→ Your task
Within the lines below, find those that hold the string "jacket" and copy each one.

+++ The records

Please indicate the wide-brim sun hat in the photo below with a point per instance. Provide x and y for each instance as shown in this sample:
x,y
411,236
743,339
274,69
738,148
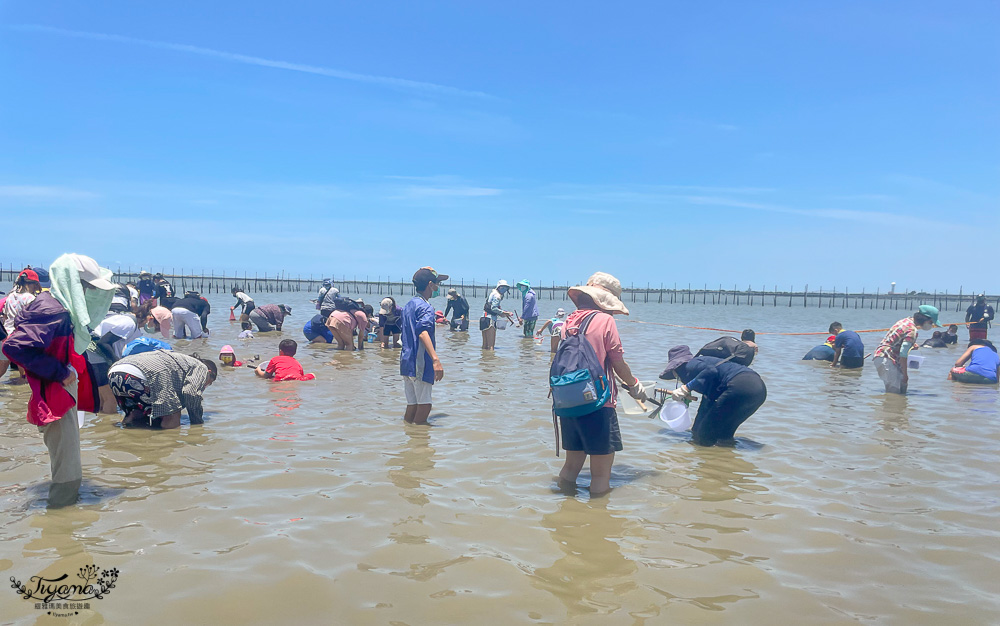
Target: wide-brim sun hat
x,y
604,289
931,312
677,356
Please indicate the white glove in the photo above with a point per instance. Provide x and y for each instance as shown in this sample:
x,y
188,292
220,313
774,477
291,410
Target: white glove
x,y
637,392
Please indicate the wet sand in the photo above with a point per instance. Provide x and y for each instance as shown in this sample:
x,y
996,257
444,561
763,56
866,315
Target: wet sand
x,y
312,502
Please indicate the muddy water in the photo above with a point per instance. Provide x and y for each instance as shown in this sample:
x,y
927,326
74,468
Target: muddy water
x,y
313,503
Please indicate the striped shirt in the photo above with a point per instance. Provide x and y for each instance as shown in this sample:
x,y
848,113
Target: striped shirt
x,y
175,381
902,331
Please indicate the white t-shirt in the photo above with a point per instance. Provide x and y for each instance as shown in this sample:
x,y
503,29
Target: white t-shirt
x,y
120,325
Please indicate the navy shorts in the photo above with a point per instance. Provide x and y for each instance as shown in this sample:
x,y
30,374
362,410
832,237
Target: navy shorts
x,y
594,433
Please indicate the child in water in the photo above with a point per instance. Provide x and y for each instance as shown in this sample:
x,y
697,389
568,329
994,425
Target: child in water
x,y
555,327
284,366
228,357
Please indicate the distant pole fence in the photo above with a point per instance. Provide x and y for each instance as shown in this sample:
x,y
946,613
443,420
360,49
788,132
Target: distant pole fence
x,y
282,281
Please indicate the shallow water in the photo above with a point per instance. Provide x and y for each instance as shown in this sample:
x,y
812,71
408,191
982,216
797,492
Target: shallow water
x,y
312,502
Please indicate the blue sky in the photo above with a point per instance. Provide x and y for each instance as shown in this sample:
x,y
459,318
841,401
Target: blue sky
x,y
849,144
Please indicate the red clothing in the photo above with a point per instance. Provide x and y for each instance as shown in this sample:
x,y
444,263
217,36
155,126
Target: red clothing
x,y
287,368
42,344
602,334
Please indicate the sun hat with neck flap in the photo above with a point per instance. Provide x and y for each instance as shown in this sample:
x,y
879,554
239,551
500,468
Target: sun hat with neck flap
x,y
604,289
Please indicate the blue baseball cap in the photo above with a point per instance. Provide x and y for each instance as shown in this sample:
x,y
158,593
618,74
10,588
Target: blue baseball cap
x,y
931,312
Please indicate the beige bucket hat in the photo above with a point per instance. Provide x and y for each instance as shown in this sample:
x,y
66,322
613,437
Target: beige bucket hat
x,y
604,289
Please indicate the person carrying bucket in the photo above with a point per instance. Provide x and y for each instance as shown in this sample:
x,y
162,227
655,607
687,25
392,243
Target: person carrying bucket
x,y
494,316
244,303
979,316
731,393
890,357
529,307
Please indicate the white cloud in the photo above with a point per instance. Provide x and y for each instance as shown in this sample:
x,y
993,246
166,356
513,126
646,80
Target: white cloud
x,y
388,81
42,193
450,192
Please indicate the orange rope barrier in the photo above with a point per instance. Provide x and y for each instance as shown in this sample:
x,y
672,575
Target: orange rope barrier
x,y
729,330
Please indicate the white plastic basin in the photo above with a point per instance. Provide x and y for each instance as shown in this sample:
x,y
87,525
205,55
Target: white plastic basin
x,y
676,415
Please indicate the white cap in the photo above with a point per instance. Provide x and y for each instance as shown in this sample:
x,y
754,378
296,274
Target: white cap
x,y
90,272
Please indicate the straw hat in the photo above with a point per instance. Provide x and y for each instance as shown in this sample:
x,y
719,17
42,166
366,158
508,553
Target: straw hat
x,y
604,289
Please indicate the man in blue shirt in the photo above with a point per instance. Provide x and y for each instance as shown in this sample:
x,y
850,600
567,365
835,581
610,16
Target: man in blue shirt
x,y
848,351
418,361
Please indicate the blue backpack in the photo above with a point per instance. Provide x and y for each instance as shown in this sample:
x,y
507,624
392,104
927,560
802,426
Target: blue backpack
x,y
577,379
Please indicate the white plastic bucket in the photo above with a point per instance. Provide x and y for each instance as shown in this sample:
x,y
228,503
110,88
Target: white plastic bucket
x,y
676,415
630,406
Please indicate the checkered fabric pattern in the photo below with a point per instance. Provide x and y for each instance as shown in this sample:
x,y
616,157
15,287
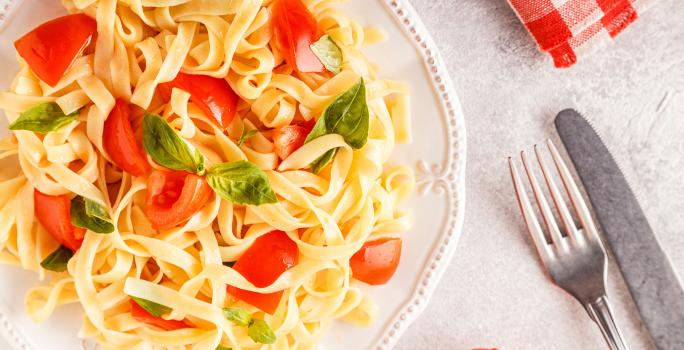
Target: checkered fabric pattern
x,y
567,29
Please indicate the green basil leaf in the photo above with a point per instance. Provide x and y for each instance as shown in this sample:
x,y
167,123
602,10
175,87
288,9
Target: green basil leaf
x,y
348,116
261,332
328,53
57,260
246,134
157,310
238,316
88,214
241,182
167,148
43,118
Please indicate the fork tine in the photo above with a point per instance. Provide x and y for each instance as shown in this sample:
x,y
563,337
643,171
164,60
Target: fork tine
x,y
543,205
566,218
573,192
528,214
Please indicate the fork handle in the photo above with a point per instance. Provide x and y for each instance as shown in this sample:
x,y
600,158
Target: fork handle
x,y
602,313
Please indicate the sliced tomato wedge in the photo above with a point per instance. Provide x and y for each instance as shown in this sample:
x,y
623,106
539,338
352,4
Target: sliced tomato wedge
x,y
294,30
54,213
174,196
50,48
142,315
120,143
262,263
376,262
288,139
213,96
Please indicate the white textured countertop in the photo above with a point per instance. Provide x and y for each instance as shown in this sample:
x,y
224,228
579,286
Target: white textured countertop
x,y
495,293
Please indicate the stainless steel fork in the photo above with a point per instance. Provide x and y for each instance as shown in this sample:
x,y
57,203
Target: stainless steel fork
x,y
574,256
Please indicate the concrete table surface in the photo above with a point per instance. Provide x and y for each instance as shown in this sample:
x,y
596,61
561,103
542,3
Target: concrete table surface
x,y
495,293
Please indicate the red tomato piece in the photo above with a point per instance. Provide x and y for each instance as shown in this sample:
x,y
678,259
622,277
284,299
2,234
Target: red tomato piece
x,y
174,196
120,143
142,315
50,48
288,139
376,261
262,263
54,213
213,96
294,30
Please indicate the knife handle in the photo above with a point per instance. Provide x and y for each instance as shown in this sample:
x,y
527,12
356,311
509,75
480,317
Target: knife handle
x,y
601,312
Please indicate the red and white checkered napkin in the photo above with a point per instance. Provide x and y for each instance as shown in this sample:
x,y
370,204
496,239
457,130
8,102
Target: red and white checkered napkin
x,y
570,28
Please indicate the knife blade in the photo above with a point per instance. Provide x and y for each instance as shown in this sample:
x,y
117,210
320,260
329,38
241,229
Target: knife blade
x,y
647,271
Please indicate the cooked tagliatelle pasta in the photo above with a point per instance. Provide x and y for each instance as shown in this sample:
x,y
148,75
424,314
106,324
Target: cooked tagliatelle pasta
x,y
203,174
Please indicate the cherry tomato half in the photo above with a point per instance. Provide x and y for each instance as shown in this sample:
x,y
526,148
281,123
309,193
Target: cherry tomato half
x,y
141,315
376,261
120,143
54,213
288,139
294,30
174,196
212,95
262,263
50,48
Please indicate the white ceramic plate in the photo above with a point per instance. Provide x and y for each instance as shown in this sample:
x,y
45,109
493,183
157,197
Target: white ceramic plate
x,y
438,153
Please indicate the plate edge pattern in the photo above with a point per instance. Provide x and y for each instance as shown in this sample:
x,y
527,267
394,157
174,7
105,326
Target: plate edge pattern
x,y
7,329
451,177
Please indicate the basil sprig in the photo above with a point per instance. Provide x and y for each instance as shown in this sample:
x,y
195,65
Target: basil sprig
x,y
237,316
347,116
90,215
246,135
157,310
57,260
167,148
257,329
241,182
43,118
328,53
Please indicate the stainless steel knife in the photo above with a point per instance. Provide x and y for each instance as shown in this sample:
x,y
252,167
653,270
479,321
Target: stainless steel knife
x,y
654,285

++++++
+++ The records

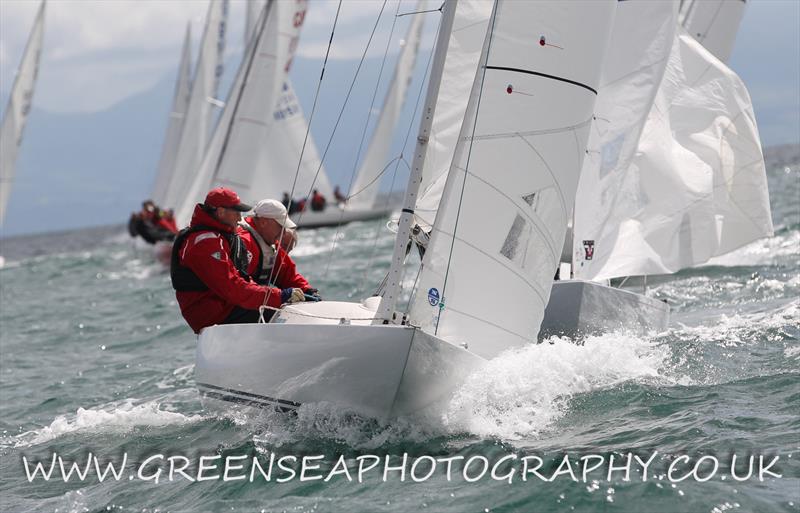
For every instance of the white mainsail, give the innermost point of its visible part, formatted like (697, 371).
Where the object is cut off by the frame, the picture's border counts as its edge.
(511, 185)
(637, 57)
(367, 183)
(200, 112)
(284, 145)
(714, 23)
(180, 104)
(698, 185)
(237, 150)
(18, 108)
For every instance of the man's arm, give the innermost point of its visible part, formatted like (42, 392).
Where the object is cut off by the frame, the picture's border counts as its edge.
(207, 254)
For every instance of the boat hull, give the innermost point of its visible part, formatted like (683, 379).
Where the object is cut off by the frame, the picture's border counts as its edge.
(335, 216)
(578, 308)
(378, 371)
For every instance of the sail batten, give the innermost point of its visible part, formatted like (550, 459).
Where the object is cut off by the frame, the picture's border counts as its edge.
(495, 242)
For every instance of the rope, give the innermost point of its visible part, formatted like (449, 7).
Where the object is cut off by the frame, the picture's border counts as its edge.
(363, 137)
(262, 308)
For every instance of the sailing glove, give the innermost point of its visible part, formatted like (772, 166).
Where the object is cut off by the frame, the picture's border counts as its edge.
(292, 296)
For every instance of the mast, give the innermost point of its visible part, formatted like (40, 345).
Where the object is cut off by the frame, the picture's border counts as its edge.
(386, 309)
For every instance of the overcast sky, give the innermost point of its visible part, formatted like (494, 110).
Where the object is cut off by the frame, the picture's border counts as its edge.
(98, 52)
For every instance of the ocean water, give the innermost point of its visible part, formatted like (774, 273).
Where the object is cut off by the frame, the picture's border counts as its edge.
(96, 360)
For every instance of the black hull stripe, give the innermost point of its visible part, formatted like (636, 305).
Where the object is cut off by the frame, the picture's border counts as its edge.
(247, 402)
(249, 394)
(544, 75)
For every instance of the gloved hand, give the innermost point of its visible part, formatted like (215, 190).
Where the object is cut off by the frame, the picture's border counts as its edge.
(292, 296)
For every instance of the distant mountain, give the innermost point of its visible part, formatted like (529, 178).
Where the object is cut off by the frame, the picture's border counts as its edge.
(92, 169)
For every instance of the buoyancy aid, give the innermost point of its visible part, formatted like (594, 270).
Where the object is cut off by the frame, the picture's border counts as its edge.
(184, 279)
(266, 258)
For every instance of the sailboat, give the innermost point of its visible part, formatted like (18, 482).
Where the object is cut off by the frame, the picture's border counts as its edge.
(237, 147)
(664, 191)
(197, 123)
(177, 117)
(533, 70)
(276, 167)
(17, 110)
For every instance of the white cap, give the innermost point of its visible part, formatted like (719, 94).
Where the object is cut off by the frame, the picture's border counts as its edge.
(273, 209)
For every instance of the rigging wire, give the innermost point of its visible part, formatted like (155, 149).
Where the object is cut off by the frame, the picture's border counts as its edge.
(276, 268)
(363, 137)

++++++
+++ The records

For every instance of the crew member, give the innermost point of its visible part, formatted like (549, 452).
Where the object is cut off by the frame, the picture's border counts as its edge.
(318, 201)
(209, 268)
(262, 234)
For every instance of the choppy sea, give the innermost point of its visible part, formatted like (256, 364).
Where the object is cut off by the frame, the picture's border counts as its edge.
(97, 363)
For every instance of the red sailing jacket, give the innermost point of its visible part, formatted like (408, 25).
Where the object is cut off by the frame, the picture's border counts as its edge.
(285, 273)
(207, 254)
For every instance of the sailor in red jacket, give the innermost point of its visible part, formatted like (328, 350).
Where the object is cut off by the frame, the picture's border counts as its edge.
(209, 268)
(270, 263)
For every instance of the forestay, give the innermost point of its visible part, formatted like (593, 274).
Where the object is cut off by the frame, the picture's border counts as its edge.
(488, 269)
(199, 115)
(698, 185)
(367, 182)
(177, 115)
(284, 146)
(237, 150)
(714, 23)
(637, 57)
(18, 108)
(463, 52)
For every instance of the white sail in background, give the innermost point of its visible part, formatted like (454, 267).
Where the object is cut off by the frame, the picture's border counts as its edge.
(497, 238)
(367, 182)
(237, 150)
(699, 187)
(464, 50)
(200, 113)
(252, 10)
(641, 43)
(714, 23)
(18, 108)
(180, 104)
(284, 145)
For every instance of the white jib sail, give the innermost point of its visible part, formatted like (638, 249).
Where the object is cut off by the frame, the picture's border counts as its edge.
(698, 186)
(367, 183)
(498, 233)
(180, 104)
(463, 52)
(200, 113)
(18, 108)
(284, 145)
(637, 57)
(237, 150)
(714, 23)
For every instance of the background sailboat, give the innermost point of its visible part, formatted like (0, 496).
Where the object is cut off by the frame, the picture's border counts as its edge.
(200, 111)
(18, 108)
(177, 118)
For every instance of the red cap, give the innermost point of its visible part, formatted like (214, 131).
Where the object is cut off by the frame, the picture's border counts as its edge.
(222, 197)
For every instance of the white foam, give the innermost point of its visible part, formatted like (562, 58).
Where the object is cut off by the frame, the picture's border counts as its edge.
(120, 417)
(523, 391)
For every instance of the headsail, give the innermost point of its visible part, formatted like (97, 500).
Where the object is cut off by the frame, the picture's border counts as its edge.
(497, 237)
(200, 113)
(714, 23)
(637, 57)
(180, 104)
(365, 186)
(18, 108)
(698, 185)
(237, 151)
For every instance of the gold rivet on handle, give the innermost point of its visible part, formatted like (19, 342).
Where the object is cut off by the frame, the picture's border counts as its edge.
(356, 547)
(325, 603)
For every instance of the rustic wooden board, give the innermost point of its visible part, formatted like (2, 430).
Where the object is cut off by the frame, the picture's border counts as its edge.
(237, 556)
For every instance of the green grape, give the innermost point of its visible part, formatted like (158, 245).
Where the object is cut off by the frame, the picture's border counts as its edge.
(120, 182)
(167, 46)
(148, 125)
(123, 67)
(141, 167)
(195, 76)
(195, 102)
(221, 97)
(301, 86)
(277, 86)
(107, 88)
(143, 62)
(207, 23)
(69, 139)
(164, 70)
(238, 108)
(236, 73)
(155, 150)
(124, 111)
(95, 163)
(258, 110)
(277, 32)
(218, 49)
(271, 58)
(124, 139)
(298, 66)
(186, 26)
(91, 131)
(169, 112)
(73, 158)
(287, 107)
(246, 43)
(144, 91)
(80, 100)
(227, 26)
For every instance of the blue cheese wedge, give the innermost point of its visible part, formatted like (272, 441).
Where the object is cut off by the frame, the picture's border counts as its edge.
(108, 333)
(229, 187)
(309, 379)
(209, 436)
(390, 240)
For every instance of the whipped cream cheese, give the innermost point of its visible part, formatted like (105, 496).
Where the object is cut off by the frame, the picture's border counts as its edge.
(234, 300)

++++++

→ Finished task
For every instance of the red sailing jacket, give the innermost point of its visible part, formatted like (408, 25).
For every instance of the sailor in red jacket, give the innermost point of its visible part, formatted like (328, 350).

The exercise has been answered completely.